_Exercise instructions_. Reproduce all of the material below with every occurrence of "sample" changed to "example" and nothing else altered. Omit the pictures from your answer.

_Provided entries_.
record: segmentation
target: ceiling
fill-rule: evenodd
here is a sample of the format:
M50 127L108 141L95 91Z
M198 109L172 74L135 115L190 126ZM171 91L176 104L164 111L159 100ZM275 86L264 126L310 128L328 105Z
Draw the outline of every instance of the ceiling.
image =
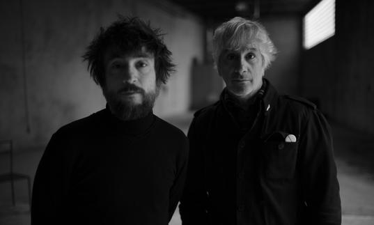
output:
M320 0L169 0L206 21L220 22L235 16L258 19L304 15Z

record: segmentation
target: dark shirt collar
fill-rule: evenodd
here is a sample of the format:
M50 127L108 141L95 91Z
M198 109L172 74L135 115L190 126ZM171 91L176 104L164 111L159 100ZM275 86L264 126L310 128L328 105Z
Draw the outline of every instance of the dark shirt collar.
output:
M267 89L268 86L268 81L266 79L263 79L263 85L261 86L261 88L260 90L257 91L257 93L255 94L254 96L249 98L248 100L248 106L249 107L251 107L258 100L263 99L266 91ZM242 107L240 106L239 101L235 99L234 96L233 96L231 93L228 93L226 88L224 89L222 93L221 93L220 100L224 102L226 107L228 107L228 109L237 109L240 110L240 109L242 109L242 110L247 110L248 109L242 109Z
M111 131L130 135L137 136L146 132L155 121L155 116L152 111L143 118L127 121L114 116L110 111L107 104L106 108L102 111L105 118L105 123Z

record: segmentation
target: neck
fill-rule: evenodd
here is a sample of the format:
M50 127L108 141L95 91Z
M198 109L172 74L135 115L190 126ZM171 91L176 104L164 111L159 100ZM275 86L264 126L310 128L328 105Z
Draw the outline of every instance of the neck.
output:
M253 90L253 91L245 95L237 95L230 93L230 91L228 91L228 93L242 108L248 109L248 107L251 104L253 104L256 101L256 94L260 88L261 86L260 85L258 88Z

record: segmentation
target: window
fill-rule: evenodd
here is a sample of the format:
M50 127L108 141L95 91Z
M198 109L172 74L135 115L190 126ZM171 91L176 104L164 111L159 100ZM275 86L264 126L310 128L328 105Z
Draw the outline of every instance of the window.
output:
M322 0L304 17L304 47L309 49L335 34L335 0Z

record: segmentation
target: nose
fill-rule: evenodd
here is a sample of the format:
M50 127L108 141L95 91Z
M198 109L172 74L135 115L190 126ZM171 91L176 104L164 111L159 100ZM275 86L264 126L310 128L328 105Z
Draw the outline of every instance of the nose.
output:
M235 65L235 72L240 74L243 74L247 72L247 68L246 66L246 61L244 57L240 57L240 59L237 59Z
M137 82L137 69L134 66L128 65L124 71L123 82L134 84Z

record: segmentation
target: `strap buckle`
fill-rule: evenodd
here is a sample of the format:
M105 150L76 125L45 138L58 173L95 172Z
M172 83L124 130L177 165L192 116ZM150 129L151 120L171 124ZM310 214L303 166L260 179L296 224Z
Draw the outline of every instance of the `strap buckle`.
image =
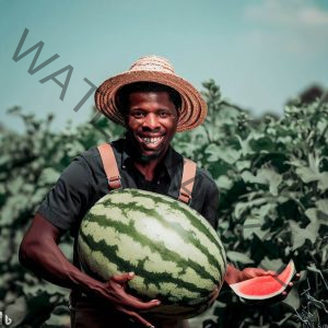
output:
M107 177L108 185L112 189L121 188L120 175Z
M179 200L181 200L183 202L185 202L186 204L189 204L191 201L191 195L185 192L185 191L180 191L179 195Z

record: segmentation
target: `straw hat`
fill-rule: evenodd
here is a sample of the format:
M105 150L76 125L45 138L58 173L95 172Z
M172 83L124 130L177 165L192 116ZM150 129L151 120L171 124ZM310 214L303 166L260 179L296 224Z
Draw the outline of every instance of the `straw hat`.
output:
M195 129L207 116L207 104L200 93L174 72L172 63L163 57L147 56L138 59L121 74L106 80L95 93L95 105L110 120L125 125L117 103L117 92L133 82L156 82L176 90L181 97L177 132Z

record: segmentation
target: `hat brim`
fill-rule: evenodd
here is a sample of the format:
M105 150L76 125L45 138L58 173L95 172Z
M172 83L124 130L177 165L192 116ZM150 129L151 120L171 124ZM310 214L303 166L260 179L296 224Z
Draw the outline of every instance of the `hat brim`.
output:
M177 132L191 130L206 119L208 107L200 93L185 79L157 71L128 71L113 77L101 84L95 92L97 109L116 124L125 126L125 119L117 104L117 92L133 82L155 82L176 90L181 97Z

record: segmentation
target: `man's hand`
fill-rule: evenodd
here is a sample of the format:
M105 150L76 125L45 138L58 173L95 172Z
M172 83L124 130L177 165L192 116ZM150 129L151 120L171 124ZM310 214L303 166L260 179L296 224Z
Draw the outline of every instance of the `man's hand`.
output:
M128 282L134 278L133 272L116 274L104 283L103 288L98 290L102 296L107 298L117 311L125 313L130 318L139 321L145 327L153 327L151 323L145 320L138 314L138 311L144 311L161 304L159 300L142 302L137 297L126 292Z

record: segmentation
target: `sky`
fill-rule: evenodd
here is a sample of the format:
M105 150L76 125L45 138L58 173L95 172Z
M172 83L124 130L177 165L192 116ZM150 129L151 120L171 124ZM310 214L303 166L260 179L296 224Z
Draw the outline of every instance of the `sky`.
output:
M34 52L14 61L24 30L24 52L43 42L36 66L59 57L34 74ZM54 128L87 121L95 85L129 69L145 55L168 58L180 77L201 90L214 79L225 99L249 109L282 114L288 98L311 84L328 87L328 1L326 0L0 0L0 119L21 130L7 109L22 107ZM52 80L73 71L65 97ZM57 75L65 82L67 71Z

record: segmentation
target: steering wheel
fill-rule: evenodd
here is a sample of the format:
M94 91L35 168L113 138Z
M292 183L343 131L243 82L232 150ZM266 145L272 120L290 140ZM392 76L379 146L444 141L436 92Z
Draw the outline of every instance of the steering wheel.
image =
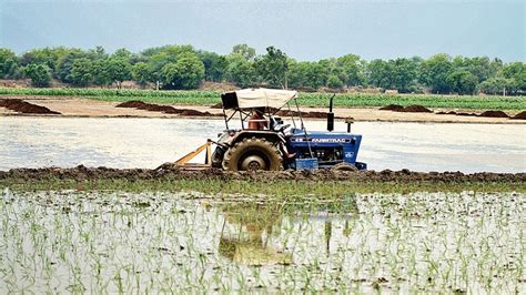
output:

_Worked solution_.
record: segmentation
target: ceiling
fill-rule: evenodd
here is a example of the format:
M50 127L108 141L95 91Z
M198 109L172 74L135 115L190 126ZM171 91L176 104L164 111L159 100ZM275 86L264 126L310 128L328 105Z
Draw the outline of every instance of the ceiling.
image =
output:
M320 0L169 0L206 21L220 22L235 16L258 19L304 15Z

record: segmentation
target: dark shirt collar
fill-rule: evenodd
here is a example of the format:
M50 127L108 141L95 91Z
M198 109L172 74L135 115L190 126ZM171 91L176 104L164 111L159 100ZM275 86L264 126L310 128L328 105Z
Draw the outline of every instance of the dark shirt collar.
output:
M267 89L268 86L268 81L266 79L263 79L263 85L261 86L261 88L260 90L257 91L257 93L255 94L254 96L249 98L248 100L248 106L249 107L251 107L258 100L263 99L266 91ZM242 107L240 106L239 101L235 99L234 96L233 96L231 93L228 93L226 88L224 89L222 93L221 93L220 100L224 102L226 107L228 107L228 109L237 109L240 110L240 109L242 109L242 110L247 110L248 109L242 109Z
M111 131L130 135L137 136L146 132L155 121L155 116L152 111L143 118L127 121L114 116L110 111L107 104L106 108L102 111L105 118L105 123Z

record: segmentation
target: neck
fill-rule: evenodd
here is a example of the format:
M50 127L108 141L95 91Z
M198 109L172 74L135 115L190 126ZM171 91L176 104L164 111L159 100ZM275 86L264 126L310 128L328 105Z
Draw the outline of every instance of the neck.
output:
M253 90L253 91L245 95L237 95L230 93L230 91L228 91L228 93L242 108L248 109L248 107L251 104L253 104L256 101L256 94L260 88L261 86L260 85L258 88Z

record: segmentation
target: window
fill-rule: evenodd
here is a example of the format:
M50 127L108 141L95 91Z
M198 109L172 74L135 115L190 126ZM171 91L176 104L164 111L159 100ZM275 86L264 126L310 128L328 105Z
Draw the outline of every instance of the window.
output:
M322 0L304 17L304 47L309 49L335 34L335 0Z

record: segmentation
target: nose
fill-rule: evenodd
here is a example of the format:
M50 127L108 141L95 91Z
M198 109L172 74L135 115L190 126ZM171 91L176 104L164 111L159 100ZM275 86L264 126L310 128L328 105Z
Draw the outline of every instance of the nose.
output:
M235 65L235 72L240 74L243 74L247 72L247 68L246 66L246 61L244 57L240 57L240 59L237 59Z
M137 82L137 69L134 66L128 65L124 71L123 82L134 84Z

record: segmentation
target: `strap buckle`
fill-rule: evenodd
here is a example of the format:
M105 150L76 125L45 138L58 173L95 172Z
M172 83L124 130L177 165L192 116ZM150 129L151 120L171 124ZM310 214L303 166L260 179L296 224Z
Draw the outline of every instance of the `strap buckle`.
image =
output:
M107 177L108 185L112 189L121 188L120 175Z
M179 200L181 200L183 202L185 202L186 204L189 204L191 201L191 195L185 192L185 191L180 191L179 195Z

record: segmentation
target: `straw hat`
fill-rule: evenodd
here is a example of the format:
M105 150L76 125L45 138L58 173L95 172Z
M172 83L124 130L177 165L192 116ZM150 129L151 120L171 124ZM310 214L303 166L260 179L296 224Z
Draw the outline of every instance of the `straw hat`.
output:
M195 129L207 116L207 104L200 93L174 72L172 63L163 57L147 56L138 59L121 74L106 80L95 93L95 105L110 120L125 125L117 103L117 92L133 82L156 82L176 90L181 97L177 132Z

record: segmentation
target: `hat brim`
fill-rule: evenodd
here is a example of the format:
M105 150L76 125L45 138L58 173L95 172Z
M172 83L124 130L177 165L192 116ZM150 129L151 120L171 124ZM310 214L303 166L260 179L296 224Z
Draw the outline of every instance of the `hat brim`.
output:
M177 132L191 130L206 119L208 107L200 93L185 79L157 71L128 71L113 77L101 84L95 92L97 109L116 124L125 126L125 119L117 104L117 92L133 82L155 82L176 90L181 97Z

record: segmentation
target: `man's hand`
fill-rule: evenodd
here is a example of the format:
M105 150L76 125L45 138L58 173L95 172Z
M172 83L124 130L177 165L192 116ZM150 129L151 120L171 124ZM310 214L303 166L260 179L296 224Z
Draw the outline of every instance of the `man's hand`.
output:
M128 282L134 278L133 272L116 274L104 283L103 288L98 290L102 296L107 298L117 311L125 313L130 318L139 321L145 327L153 327L151 323L145 320L138 314L138 311L144 311L161 304L159 300L142 302L137 297L126 292Z

record: segmentation
target: `sky`
fill-rule: evenodd
here is a example of the format:
M105 150L76 125L45 138L58 173L95 172Z
M172 83L124 130L177 165L192 116ZM150 129L151 120L171 124ZM310 214L303 166L260 179L296 224Z
Draw the outline of every instance of the `sky`.
output:
M34 52L14 61L24 30L24 52L43 42L36 66L59 57L34 74ZM54 128L87 121L95 85L129 69L145 55L168 58L180 77L201 90L214 79L225 99L249 109L282 114L288 98L311 84L328 87L328 1L326 0L0 0L0 119L21 130L7 109L22 107ZM52 80L73 71L65 97ZM57 75L65 82L67 71Z

record: segmentation
target: steering wheel
fill-rule: evenodd
here is a example of the format:
M94 91L35 168L113 138Z
M292 183L343 131L243 82L232 150ZM266 145L272 120L290 140ZM392 76L379 146L444 141L436 92Z
Draw the outline of every instance of the steering wheel.
image =
output:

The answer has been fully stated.